## START EXERCISE INPUT

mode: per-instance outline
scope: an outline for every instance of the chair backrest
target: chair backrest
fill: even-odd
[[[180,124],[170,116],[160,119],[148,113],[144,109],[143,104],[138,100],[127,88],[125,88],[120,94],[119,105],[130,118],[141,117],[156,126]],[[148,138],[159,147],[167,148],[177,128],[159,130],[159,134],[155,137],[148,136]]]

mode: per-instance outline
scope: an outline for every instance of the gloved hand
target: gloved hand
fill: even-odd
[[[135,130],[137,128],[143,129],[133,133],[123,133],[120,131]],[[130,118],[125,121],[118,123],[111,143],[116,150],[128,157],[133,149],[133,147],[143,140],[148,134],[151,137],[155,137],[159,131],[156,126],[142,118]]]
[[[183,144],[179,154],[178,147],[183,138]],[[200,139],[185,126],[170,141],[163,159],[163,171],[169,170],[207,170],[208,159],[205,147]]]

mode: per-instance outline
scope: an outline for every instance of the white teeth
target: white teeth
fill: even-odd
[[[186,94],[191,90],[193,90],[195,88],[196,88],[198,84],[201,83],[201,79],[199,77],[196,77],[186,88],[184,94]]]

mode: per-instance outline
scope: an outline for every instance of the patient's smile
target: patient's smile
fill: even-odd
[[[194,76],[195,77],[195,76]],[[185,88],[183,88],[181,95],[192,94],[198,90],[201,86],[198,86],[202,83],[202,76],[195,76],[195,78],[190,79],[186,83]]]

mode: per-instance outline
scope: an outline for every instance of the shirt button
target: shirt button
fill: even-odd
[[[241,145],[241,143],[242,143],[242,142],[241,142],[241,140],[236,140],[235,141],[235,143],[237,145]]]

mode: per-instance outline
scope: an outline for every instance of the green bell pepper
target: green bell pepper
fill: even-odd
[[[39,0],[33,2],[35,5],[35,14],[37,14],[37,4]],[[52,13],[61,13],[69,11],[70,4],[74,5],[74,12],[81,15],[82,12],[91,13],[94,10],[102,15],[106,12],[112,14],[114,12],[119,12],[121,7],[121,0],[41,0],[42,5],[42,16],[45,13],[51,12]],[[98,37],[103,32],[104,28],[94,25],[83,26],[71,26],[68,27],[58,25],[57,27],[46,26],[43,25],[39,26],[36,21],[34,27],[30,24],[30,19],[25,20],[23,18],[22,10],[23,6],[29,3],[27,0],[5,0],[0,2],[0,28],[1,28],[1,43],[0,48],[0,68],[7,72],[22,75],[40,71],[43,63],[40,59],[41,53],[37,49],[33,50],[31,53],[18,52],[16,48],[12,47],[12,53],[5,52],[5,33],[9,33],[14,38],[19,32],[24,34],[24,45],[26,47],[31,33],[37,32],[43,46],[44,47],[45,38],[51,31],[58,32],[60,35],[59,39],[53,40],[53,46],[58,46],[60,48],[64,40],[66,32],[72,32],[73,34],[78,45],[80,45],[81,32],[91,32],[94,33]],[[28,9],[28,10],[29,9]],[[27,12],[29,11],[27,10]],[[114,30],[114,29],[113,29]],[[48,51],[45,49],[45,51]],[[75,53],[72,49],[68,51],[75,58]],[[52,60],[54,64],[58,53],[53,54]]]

## END EXERCISE INPUT

● WHAT NEEDS TO BE DONE: Extract the full set of entries word for word.

● RESPONSE FOR THIS EXERCISE:
mode: per-instance outline
scope: an outline for every instance of the chair backrest
target: chair backrest
fill: even-odd
[[[180,124],[170,116],[160,119],[148,113],[144,109],[143,104],[138,100],[127,88],[125,88],[120,94],[119,105],[130,118],[141,117],[156,126]],[[148,138],[159,147],[167,148],[177,128],[159,130],[159,134],[155,137],[148,136]]]

mode: per-instance outline
scope: an outline for every instance of the gloved hand
target: gloved hand
fill: even-odd
[[[135,130],[137,128],[143,129],[133,133],[123,133],[120,131]],[[130,118],[125,121],[118,123],[111,143],[116,150],[128,157],[133,149],[133,147],[143,140],[148,134],[151,137],[155,137],[159,131],[156,126],[142,118]]]
[[[183,144],[179,154],[178,147],[183,138]],[[200,139],[185,126],[170,141],[163,159],[163,171],[169,170],[207,170],[208,159],[205,147]]]

mode: per-instance outline
scope: an outline for every instance of the white teeth
target: white teeth
fill: even-odd
[[[186,94],[191,90],[193,90],[195,88],[196,88],[198,84],[201,83],[201,79],[199,77],[196,77],[186,88],[184,94]]]

mode: per-instance outline
scope: an outline for every instance of the patient's smile
target: patient's smile
fill: even-odd
[[[194,76],[195,77],[195,76]],[[185,88],[183,88],[181,95],[192,94],[198,90],[201,86],[198,86],[202,83],[202,76],[195,76],[195,78],[190,79],[186,83]]]

mode: per-instance outline
scope: an outline for every instance of the shirt button
target: shirt button
fill: even-odd
[[[241,145],[241,143],[242,143],[242,142],[241,142],[241,140],[236,140],[235,141],[235,143],[237,145]]]

mode: per-instance outline
scope: an outline for every instance of the green bell pepper
target: green bell pepper
fill: even-odd
[[[39,0],[33,2],[35,5],[35,14],[37,14],[37,4]],[[52,13],[61,13],[69,11],[70,4],[74,5],[74,12],[81,15],[82,12],[91,13],[94,10],[102,15],[106,12],[112,14],[114,12],[119,12],[121,7],[121,0],[41,0],[42,5],[42,16],[45,13],[51,12]],[[98,37],[103,32],[104,28],[94,25],[83,26],[71,26],[68,27],[58,25],[57,27],[46,26],[43,25],[39,26],[36,21],[34,27],[30,24],[30,19],[25,20],[23,18],[22,10],[23,6],[29,3],[27,0],[5,0],[0,2],[0,28],[1,28],[1,43],[0,48],[0,68],[7,72],[22,75],[40,71],[43,63],[40,59],[41,53],[37,49],[33,50],[31,53],[18,52],[16,48],[12,47],[12,53],[5,52],[5,33],[9,33],[14,38],[19,32],[24,34],[24,45],[26,47],[31,33],[37,32],[43,46],[44,47],[45,38],[51,31],[58,32],[60,35],[59,39],[53,40],[53,46],[58,46],[60,48],[64,40],[66,32],[72,32],[73,34],[78,45],[80,45],[81,32],[91,32],[94,33]],[[28,9],[28,10],[29,9]],[[27,12],[29,11],[27,10]],[[114,30],[114,29],[113,29]],[[48,51],[45,49],[45,51]],[[75,53],[72,49],[68,51],[75,58]],[[52,60],[54,64],[58,53],[53,54]]]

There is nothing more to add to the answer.